Pointing records
-.-.-
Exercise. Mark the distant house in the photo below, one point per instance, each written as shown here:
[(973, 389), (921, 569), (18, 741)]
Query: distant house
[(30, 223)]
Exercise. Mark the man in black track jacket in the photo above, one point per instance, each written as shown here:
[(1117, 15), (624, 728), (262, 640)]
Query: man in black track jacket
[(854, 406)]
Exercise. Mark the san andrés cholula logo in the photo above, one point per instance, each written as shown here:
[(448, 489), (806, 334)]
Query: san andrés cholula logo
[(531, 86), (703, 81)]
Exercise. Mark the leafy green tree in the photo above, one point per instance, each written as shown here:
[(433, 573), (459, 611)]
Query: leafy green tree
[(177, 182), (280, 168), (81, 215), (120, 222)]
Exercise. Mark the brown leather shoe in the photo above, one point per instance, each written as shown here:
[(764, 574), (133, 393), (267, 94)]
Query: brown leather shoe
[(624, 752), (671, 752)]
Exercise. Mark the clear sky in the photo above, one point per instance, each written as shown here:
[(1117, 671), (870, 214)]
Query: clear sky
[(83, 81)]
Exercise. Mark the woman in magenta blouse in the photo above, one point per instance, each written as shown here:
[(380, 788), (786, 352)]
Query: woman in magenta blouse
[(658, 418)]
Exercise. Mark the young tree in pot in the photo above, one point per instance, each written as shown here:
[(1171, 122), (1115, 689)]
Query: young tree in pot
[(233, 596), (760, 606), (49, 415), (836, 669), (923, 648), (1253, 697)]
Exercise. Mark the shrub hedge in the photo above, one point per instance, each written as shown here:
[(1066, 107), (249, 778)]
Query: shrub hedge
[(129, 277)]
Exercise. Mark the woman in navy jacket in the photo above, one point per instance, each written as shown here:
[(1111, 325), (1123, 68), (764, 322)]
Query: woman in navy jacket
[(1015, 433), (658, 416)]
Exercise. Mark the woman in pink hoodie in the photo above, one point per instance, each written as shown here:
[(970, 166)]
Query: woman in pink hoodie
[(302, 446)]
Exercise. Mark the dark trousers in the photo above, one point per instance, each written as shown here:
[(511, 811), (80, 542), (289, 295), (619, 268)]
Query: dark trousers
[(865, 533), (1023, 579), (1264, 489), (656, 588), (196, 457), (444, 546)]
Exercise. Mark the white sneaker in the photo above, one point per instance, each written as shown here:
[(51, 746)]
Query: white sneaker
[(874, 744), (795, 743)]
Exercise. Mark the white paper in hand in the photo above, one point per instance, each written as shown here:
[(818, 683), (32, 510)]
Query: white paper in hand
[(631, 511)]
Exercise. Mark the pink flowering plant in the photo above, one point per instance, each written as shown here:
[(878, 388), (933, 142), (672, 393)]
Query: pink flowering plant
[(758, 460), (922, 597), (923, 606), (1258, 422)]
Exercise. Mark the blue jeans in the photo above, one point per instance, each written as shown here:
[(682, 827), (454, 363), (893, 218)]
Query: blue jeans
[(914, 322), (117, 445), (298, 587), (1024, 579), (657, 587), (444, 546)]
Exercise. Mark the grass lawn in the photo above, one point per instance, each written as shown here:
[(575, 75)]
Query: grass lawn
-.-.-
**AIM**
Copy each of the records above word for word, from the first line through the last.

**REPLY**
Exercise. Mark the distant house in the photo below, one point per instance, each written as shown here:
[(973, 389), (921, 569), (18, 741)]
Query: distant house
[(30, 223)]
Exercise. Mark the man in black track jacket in the photo above, one point per instance, each written as shown here:
[(1117, 15), (624, 728), (262, 640)]
Query: man in black track jacket
[(854, 406)]
Exercise. Mark the san andrés cholula logo in the photo above, one point per instance, each written as shown here:
[(448, 489), (806, 334)]
Query: san andrés cholula logo
[(531, 86), (703, 81)]
Exercise. Mark the leafy green tree in the photo above, one point per instance, each written as shown here:
[(433, 573), (459, 611)]
Query: leafy green tree
[(177, 182), (280, 168), (81, 215), (120, 222)]
Exercise. Mark the brown leather shoe in the photo above, one point per instance, each written as shown here:
[(764, 574), (133, 393), (267, 94)]
Query: brown leather shoe
[(624, 752), (671, 752)]
Exercise. Mark the clear sky in the photo above, one point per instance, each written as shown here:
[(1117, 671), (870, 214)]
Query: clear sky
[(83, 81)]
Exercise. Mark the woman in magenta blouse in the photo above, one point per instance, each written as shown here:
[(380, 788), (786, 352)]
Query: woman in magenta blouse
[(658, 418)]
Exercise. Mark the young tree in pot in the photo above, one point per instance, each written as shown here:
[(1171, 122), (1115, 689)]
Query: young tree in pot
[(233, 596), (760, 606), (49, 415), (836, 669), (923, 648), (1253, 697)]
Exercise. Mark the shrub hedge in the photo above, one point per instance, each written as shown here:
[(1066, 107), (249, 778)]
Query: shrub hedge
[(129, 277)]
Exercise. Mark the woman in navy jacket in the photo above, one point per instance, each written as shown here:
[(1111, 325), (1123, 68), (764, 322)]
Query: woman in navy jacket
[(1015, 433), (658, 416)]
Exercise. Mark the woman in pink hoodie in the photo above, one point per instance, each written as shown here:
[(970, 166)]
Query: woman in pink hoodie
[(302, 446)]
Exercise. Mark the dark trousers in the photo above, one point per instance, each written as shown here:
[(511, 811), (80, 542), (289, 295), (619, 268)]
Query: dark trousers
[(865, 533), (1023, 579), (1264, 489), (656, 588), (196, 457), (444, 546)]
Exercise. Mark the white sneaker in the photo above, one point per instance, each written as shown here:
[(51, 746)]
Query: white sneaker
[(874, 744), (795, 743)]
Exercise. Mark the white paper in hand in the photo above, one point per instance, each written as shown here:
[(818, 683), (32, 510)]
Query: white paper in hand
[(631, 511)]
Exercise. Mark the pink flowering plant in the photo above, one point per instance, each written as shown here:
[(878, 388), (933, 142), (672, 393)]
Query: pink flowering plant
[(758, 460), (922, 597), (923, 606), (1258, 422)]
Exercise. Mark the blue jeans in the photo above, one point per instance, each written as shown here:
[(682, 827), (454, 363), (893, 218)]
Query: blue jeans
[(914, 322), (117, 445), (298, 587), (1024, 579), (657, 587), (444, 546)]
Exercise. Mark the grass lawn in the photo above, one point per instance, each written as shown here:
[(575, 75)]
Query: grass lawn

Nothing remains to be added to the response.